_GOAL 1_. Copy out word for word the stretch of the records from the line containing "moon shown in this photo?" through the final line of the records.
— start of PAGE TEXT —
I was coerced into entering the Thames Turbo by the lure of racing with a couple of buddies from the Woking #racestrongtri club. Only one of which could actually be bothered to pay their money on time and turn up. I’m looking at you Lee.
I suspect being in Porto for the preceding four days on a stag do probably wasn’t the best preparation – especially we were in a hostel with the shared living space, sleepless nights and flatulence that implies.
In fact, generally, the lead up wasn’t kind to me – on the way to the airport I backed the car into a lamp post and broke a tail light, and on the way home I stubbed my middle toe hard enough to (probably) fracture it. I really wasn’t in the best place when the alarm woke me at 0500 for the 20-minute drive to Hampton Pool.
Once I got there, I found parking relatively easily: I had been concerned that there wasn’t any parking for us, but actually it shouldn’t have come as a surprise when there wasn’t much traffic for Richmond park at 05:45 on a bank holiday Monday.
— end of PAGE TEXT —
_GOAL 2_. In the race account, how long was the drive to Hampton Pool?
— start of GIVEN INFORMATION —
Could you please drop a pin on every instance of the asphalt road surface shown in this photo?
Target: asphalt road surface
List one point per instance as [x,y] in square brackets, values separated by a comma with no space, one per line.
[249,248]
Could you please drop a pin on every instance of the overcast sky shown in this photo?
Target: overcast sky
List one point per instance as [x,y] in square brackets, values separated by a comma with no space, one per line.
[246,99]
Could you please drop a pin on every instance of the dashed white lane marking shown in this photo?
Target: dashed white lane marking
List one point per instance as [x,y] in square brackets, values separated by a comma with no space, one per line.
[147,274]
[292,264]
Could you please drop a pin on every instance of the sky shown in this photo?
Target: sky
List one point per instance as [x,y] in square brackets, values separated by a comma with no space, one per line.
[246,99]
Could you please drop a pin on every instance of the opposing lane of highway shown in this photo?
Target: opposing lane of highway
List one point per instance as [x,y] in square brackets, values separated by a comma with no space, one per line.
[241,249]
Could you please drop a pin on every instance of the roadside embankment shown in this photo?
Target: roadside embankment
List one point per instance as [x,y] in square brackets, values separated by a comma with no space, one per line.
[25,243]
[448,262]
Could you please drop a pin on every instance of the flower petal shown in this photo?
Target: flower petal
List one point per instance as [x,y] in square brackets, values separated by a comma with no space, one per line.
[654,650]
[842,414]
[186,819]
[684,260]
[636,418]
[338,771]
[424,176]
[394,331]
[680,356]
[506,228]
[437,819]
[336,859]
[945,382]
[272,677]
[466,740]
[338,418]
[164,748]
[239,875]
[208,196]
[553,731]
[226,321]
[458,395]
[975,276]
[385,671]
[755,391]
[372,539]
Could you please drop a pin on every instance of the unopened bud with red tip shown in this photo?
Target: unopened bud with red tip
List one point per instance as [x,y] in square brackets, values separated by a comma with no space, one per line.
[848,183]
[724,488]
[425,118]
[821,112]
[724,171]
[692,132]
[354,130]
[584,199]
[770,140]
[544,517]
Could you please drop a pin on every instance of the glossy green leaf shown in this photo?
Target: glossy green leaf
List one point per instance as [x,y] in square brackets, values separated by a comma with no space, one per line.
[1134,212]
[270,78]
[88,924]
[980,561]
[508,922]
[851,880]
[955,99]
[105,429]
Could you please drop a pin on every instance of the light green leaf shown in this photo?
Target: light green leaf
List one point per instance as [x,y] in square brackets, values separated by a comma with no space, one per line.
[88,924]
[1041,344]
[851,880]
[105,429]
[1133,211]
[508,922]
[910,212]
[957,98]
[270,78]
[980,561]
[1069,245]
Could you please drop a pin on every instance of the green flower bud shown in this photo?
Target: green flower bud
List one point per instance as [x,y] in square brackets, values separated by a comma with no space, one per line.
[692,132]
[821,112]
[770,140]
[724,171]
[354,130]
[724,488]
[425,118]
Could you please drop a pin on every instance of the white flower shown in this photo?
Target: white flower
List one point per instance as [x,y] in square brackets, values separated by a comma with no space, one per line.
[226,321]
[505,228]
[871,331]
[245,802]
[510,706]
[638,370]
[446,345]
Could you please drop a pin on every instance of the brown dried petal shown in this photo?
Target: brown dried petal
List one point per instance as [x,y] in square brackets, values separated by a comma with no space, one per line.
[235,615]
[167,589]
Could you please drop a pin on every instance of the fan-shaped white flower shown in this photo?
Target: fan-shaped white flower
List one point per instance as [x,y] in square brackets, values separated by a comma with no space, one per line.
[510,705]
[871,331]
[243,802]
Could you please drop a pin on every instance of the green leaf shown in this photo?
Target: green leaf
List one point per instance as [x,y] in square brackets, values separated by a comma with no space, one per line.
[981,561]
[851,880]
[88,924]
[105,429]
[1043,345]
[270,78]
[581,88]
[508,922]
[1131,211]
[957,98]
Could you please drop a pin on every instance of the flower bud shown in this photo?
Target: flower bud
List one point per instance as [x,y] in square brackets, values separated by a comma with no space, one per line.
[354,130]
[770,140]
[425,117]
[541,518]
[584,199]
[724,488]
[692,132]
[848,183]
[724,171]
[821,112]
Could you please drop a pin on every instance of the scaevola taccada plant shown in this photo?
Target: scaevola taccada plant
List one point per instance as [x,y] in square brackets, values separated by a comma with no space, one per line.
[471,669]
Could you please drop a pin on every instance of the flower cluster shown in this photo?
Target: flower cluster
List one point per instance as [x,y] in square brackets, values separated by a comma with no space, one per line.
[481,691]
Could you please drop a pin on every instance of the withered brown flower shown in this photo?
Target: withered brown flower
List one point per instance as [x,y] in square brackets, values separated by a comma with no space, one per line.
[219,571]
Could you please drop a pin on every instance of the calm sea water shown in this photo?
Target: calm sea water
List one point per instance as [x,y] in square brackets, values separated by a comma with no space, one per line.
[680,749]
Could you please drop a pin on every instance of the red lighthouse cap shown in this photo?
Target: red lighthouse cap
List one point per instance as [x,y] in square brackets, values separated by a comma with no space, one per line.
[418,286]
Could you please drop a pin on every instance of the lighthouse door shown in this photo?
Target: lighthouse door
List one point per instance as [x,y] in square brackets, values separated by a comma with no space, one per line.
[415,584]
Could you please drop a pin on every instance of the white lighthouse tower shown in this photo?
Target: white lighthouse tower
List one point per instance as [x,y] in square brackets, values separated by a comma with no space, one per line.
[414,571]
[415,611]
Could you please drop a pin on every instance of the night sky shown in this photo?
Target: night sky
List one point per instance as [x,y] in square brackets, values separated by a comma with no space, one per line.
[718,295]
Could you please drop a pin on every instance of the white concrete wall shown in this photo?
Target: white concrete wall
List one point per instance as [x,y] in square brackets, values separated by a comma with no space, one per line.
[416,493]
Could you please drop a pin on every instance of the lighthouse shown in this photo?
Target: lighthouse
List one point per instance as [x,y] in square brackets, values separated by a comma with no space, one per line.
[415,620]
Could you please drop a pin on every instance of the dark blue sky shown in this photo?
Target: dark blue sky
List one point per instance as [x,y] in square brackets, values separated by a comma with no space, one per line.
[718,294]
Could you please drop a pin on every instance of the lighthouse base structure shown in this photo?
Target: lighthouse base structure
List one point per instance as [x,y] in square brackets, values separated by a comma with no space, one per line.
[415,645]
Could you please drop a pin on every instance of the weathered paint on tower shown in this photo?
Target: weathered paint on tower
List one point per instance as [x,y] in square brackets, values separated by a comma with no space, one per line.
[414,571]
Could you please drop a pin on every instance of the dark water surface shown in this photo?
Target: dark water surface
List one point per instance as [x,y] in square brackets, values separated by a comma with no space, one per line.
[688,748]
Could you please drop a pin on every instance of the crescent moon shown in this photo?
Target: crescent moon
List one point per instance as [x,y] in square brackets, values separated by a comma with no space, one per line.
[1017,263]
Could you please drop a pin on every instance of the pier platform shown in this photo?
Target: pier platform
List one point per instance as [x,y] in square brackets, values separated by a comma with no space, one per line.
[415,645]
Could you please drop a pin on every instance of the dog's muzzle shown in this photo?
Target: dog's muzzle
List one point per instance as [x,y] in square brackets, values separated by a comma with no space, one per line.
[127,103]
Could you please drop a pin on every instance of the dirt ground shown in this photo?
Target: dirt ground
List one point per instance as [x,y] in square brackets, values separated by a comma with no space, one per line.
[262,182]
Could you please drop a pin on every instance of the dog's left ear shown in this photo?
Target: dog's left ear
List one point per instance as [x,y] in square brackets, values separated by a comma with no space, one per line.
— end of GIVEN INFORMATION —
_FULL OUTPUT 1_.
Could you please drop a pin on every instance of the crescent moon shown in this photo?
Target: crescent moon
List one point per instance as [x,y] in square brackets, values separated by a comma with no space, one per line.
[1017,263]
Could you please drop a pin on every instance of the pier platform shown in this photo?
Target: pier platform
List one point per instance as [x,y] in square brackets, values separated by a comma with no space, one per line.
[415,645]
Could you please drop a pin on every instance of the dog's muzzle shown in this photo?
Target: dog's muzzle
List one point per instance as [x,y] in square brackets, values separated by a comma with no space, one per line.
[127,103]
Could you please drop a pin on every instance of the dirt ground shown in this photo?
Target: dirt ground
List one point per instance as [x,y] in square brackets, values separated by a comma with no space, one per line.
[262,182]
Could you please drop a pin on every instance of the dog's left ear shown in this photo?
Target: dog's left ear
List one point per instance as [x,y] in square brackets, values separated by a comma with no space, one per line.

_FULL OUTPUT 2_. 20 minutes